September 11, 2017 GMT

With one Week 1 game left that carries significant fantasy backfield intrigue — New Orleans visiting Minnesota — let’s review how some of the more fantasy relevant backfields divvied up touches Sunday.

Although eighth overall pick Christian McCaffrey arrived in the NFL with more fantasy fanfare due to his three-down versatility, it was do-it-all dynamos Kareem Hunt and Tarik Cohen stealing the Week 1 spotlight. But fret not, McCaffrey owners; the rookie out-snapped veteran Jonathan Stewart 47-to-29 and handled just one less touch than the veteran. Stewart, ironically, found the end zone as a receiver for only the __ time in his _-year career, but McCaffrey led the Panthers in targets (7) and managed 85 scrimmage yards in a solid if unspectacular debut. Despite his long play of the day going for 16 yards and him failing to score, McCaffrey owners should be fairly pleased with his Week 1 outing and especially his active role — garbage-time fumble notwithstanding.

Hunt’s historic debut unfortunately may detract from what Cohen accomplished Sunday — but it shoudn’t. Cohen proved why he’s nicknamed “Chicken Salad” on his 46-yard run, switching course on a stretch play bottled up to his left and slipping and speeding to the play’s backside for an explosive gain, including, yes, a broken tackle by the tiny North Carolina A&T product. Now here’s the part where “Chicken Salad” doesn’t apply: Cohen made something out of his debut alright, but it was hardly out of nothing: his game-high 113 scrimmage yards — he led Chicago in rushing and receiving — came on a game-high 20 total touches. Great news for Cohen, not so much for Jordan Howard, who found the end zone on a nifty wildcat play triggered by Cohen but also dropped a would-be game-winner with less than 10 seconds left. Our advice to Howard owners: be concerned about your guys’ 57-42 percent playtime split, but also be realistic about which of the two backs is built to last for 16 games under these circumstances.

■ ■ ■ ■ ■ ■ ■

REQUIRED TASKS -
1/ Do these statements agree with the Week 1 backfield recap? Answer yes or no for each, and quote the words from the recap that decide it.
(a) McCaffrey played more snaps than Jonathan Stewart.
(b) McCaffrey scored a touchdown in his debut.
(c) Cohen led Chicago in both rushing and receiving.
2/ In the Week 1 backfield recap, what school is Tarik Cohen a product of?
3/ Carry on the Week 1 backfield recap from its last sentence.

■ ■ ■ ■ ■ ■ ■

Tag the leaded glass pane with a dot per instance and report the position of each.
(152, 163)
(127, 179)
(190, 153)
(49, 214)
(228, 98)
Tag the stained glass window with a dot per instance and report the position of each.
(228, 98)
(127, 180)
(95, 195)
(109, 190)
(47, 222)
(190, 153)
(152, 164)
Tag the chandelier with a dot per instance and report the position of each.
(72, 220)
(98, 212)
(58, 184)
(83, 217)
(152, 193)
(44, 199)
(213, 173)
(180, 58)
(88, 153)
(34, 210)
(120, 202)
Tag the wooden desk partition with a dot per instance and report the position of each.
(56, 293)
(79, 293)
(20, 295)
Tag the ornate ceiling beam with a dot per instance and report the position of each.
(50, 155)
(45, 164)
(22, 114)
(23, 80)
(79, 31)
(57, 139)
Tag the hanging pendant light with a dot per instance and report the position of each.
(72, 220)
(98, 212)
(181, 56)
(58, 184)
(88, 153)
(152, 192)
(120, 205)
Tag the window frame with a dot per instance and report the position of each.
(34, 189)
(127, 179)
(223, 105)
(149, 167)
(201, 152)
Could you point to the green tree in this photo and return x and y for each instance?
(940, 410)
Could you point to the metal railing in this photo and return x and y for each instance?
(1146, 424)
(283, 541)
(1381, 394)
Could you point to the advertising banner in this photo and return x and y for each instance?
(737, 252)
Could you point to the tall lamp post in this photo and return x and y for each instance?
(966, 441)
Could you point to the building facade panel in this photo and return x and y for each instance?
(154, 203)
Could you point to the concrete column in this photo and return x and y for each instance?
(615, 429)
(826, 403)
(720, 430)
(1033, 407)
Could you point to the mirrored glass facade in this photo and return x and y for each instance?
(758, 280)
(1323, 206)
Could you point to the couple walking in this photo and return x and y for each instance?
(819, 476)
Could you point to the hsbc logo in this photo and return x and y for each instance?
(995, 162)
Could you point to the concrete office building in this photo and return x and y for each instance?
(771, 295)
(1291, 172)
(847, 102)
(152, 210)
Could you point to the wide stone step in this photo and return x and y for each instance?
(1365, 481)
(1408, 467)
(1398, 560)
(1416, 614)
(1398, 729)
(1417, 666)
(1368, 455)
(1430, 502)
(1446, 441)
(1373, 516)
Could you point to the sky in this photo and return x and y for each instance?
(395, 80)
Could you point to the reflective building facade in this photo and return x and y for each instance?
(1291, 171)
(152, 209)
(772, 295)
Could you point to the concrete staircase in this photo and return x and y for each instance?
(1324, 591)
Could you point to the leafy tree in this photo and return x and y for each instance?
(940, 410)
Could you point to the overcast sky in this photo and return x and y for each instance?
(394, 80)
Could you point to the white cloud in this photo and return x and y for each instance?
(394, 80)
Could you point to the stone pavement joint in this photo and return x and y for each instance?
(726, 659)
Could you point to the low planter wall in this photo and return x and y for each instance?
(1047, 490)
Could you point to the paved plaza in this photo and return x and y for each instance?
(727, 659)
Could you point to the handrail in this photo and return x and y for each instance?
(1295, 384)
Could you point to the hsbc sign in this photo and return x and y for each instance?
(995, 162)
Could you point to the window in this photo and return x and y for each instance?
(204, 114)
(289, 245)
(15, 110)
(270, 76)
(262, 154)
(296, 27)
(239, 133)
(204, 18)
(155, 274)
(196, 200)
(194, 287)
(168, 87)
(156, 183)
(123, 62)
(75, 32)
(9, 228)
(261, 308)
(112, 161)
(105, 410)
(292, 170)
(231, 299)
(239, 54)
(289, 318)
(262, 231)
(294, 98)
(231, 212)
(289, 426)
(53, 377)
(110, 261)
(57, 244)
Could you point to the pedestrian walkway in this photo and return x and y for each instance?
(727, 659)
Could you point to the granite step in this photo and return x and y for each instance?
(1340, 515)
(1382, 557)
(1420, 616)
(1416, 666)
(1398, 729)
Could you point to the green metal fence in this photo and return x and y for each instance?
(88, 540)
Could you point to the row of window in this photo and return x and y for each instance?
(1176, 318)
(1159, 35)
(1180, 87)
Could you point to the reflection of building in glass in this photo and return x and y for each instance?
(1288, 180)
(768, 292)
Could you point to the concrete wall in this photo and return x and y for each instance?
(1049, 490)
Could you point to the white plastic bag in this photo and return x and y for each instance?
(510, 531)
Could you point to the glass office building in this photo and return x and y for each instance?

■ ■ ■ ■ ■ ■ ■

ANSWERS TO THE EXERCISE -
1/
(a) Yes: "the rookie out-snapped veteran Jonathan Stewart 47-to-29"
(b) No: "him failing to score"
(c) Yes: "he led Chicago in rushing and receiving"

2/ North Carolina A&T

3/
If you were paying close attention to the Bengals Sunday in hopes of finding some clarity on their three’s-a-crowd RB corps, we hope your eyes have recovered. Indeed, Cincinnati’s offense was a tough watch, and Joe Mixon matching Gio Bernard and Jeremy Hill hardly materialized: the rookie’s nine total rushing yards on eight carries were fewer than both of the vets’ long run on the day. The good news, if there is any on a woeful afternoon for Andy Dalton and the offense, is Hill earned just 10 (!) touches, compared to Bernard’s 29 and Mixon’s 22, and the rookie secured all three of his targets. If Hill is getting phased out, this situation could get very interesting, though we’ll believe it when we see it — both Marvin Lewis going away from HIll and opposing pass rushers being kept away from Dalton.

Derrick Henry was the Titans’ leading rusher at halftime vs. Oakland, albeit with just 20 yards on five carries. By the time Oakland was celebrating its 26-16 road victory, DeMarco Murray was comfortably ahead in touches (14 to 6) and snaps (47 to 18). That Murray was ineffective against a bad Raiders ‘D’ may be the silver lining (12-44 rushing) for Henry owners, and we’d expect Mike Mularkey to enter this week determined to get his run game humming in Jacksonville on Sunday.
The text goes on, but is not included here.